Text for analysis section start

All people with those safari vest photo jackets say this term...also some without, but mostly the safari vest guys. Get em in a room and it's capture, capture, capture until someone blinks the lights and they all go home and jump in bed wearing their NIKON PAJAMAS.

David,
I don't know, does that violate TOP's rule about insulting others? I mean, all the guys with Nikon pajamas are going to be offended now.

Mike

"Capturing images" is the snooty way. I picture it in my mind that by saying it, the lips are pursed, the brow is furrowed and the whole head gives a little shake. "Takin pichers" is done with a big smile.

And add to that the older issue of taking versus making pictures.

Actually, I don't like either of these expressions. We don't take anything away, or capture anything. The subject is still there after we make a photograph, as it was before. I much prefer to state that I made an image.

I think it may have something to do with "image capture device". But I have yet to hear someone ask, "Can you capture an image of us by the bridge?"

Text for analysis section end

__Requirement 1__.
Transcribe the records from their first line up to and including the line containing "347L455 400L352 467L285".

Provided entries section start

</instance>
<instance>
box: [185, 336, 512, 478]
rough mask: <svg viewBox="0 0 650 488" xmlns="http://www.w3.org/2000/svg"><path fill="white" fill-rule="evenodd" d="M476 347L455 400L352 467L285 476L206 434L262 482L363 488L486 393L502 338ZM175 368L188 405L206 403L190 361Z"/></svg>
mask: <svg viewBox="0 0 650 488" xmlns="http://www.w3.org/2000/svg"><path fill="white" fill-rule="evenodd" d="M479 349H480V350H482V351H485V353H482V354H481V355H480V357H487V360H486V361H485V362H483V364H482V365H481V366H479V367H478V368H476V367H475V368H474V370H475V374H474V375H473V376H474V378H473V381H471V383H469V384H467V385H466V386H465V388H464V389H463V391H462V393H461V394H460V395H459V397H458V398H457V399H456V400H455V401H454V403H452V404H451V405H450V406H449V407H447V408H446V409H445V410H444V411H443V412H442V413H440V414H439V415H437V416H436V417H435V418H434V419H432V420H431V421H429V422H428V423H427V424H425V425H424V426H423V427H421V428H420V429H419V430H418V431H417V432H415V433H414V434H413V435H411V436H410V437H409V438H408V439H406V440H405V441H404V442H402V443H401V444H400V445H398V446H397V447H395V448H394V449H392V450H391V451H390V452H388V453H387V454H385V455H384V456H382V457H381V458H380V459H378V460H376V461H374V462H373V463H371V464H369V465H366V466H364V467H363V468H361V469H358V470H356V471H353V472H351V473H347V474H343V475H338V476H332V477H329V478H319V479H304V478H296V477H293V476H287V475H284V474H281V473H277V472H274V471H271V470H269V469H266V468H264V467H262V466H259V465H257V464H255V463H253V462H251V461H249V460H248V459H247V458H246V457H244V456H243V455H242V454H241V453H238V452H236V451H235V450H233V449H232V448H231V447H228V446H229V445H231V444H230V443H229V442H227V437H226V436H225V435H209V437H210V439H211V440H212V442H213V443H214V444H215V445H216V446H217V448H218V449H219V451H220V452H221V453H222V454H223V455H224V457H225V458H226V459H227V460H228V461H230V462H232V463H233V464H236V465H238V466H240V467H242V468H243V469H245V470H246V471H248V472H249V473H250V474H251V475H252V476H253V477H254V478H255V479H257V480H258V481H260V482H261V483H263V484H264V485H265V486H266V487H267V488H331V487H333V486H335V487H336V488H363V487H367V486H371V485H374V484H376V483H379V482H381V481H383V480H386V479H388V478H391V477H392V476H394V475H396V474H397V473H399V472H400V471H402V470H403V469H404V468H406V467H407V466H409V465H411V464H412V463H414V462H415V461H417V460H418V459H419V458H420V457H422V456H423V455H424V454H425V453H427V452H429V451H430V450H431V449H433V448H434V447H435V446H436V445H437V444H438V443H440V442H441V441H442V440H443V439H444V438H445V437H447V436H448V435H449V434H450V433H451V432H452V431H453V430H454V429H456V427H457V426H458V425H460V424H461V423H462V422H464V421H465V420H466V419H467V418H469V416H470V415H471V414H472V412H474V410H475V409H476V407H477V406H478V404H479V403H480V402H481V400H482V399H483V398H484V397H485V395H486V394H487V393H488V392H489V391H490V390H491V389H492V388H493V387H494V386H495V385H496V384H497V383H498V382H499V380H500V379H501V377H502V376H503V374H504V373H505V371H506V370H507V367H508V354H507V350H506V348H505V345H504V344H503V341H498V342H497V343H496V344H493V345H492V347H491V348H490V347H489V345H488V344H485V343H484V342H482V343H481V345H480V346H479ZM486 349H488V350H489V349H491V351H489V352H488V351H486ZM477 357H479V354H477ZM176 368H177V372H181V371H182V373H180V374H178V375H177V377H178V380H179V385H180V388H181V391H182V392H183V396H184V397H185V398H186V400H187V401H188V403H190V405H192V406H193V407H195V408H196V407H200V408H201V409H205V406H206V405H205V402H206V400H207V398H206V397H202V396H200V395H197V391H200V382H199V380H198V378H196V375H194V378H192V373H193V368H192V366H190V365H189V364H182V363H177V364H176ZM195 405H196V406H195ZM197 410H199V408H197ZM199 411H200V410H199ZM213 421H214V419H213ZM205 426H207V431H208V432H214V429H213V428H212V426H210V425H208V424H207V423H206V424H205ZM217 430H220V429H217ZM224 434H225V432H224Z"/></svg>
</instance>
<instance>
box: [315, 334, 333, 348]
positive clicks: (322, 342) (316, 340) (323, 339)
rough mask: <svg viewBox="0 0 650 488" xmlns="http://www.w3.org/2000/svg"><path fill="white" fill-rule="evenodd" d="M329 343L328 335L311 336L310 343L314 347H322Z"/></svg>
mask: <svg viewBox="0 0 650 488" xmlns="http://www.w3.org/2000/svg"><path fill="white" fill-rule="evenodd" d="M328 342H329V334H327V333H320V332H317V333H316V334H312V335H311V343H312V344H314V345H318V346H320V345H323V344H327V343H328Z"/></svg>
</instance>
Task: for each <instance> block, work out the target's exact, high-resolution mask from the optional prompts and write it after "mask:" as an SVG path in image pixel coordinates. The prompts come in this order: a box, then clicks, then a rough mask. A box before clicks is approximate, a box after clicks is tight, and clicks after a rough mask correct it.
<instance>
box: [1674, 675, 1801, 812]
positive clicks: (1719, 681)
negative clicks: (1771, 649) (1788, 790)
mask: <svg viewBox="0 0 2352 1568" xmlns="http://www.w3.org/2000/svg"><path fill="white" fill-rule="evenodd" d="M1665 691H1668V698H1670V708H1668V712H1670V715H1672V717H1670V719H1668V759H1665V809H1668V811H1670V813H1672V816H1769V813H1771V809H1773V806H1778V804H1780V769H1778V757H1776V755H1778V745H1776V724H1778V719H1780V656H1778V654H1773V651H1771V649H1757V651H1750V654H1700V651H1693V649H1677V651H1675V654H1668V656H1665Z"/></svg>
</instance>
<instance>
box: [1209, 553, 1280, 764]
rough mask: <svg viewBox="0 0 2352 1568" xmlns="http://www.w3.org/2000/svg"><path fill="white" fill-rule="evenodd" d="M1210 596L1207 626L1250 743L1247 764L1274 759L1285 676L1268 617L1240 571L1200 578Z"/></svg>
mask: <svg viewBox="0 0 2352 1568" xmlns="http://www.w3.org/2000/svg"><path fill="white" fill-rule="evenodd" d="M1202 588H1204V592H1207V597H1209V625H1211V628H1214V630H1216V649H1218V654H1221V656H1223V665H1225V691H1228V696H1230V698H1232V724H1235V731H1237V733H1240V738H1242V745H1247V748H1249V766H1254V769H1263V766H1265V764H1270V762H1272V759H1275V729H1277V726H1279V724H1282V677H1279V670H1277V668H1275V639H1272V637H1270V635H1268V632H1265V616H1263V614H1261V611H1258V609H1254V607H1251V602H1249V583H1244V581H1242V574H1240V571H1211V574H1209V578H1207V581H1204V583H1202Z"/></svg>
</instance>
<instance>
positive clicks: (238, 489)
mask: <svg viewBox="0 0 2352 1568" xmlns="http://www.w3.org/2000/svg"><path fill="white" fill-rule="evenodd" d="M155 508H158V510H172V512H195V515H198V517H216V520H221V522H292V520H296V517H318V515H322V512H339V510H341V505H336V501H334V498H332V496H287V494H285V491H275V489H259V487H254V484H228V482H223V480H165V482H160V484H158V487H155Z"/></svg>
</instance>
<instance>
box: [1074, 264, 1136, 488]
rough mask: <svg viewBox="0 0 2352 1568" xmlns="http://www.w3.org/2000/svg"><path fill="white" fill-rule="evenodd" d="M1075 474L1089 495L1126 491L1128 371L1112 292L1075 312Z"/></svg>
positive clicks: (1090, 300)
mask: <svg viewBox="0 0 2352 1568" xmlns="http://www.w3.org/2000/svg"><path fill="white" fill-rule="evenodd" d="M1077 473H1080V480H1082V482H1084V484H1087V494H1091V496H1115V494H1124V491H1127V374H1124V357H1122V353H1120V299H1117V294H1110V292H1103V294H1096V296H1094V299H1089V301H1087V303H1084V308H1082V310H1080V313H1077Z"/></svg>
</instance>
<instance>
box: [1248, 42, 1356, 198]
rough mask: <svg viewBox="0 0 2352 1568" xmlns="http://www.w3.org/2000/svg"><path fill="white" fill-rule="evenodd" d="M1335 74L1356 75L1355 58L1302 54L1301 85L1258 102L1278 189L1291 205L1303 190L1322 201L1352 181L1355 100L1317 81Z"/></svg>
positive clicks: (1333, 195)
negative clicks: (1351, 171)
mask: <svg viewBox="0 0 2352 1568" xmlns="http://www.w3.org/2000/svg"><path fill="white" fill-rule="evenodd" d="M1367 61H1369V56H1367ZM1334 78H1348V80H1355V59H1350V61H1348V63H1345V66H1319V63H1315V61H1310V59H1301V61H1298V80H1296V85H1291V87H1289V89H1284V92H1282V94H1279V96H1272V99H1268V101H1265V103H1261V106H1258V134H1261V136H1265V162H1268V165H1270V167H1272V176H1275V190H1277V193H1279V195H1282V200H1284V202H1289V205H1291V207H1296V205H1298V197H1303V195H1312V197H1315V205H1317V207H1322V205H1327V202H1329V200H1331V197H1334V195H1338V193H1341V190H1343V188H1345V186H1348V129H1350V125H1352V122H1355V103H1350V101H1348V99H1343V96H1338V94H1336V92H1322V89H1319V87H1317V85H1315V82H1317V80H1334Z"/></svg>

Provided entries section end

__Requirement 2__.
Reproduce the photography discussion from "All people with" up to and including "be offended now.", putting "fishing vest" wherever "safari vest" occurs.

__Exercise result 1__.
</instance>
<instance>
box: [185, 336, 512, 478]
rough mask: <svg viewBox="0 0 650 488" xmlns="http://www.w3.org/2000/svg"><path fill="white" fill-rule="evenodd" d="M476 347L455 400L352 467L285 476L206 434L262 482L363 488L486 393L502 338ZM175 368L188 405L206 403L190 361Z"/></svg>

__Exercise result 2__.
All people with those fishing vest photo jackets say this term...also some without, but mostly the fishing vest guys. Get em in a room and it's capture, capture, capture until someone blinks the lights and they all go home and jump in bed wearing their NIKON PAJAMAS.

David,
I don't know, does that violate TOP's rule about insulting others? I mean, all the guys with Nikon pajamas are going to be offended now.